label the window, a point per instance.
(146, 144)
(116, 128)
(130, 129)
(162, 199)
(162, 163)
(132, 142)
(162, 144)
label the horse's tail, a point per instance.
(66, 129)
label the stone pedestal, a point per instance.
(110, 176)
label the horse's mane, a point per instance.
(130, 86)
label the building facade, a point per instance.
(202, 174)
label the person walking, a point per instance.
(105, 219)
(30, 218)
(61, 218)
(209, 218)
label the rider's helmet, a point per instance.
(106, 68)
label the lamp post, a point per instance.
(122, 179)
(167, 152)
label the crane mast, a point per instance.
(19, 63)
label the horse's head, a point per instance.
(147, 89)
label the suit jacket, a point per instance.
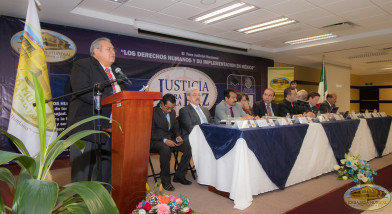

◆ **Exercise description**: Copy every entry above word for word, including each point, and leave the pictures out of your answer.

◆ **Problem solution**:
label the window, a point per instance.
(146, 144)
(116, 128)
(130, 129)
(162, 199)
(162, 163)
(132, 142)
(162, 144)
label the horse's tail, a point per instance.
(66, 129)
label the stone pedestal, a point per instance.
(110, 176)
label the horse's mane, a point per instance.
(130, 86)
label the building facade, a point per instance.
(202, 174)
label the person walking, a point per instance.
(105, 219)
(30, 218)
(61, 218)
(209, 218)
label the rider's helmet, a point per instance.
(106, 68)
label the lamp post, a point per instance.
(122, 179)
(167, 152)
label the crane mast, a point per instance.
(19, 63)
label the horse's head, a point per instance.
(147, 89)
label the suit jacket, a point per instance.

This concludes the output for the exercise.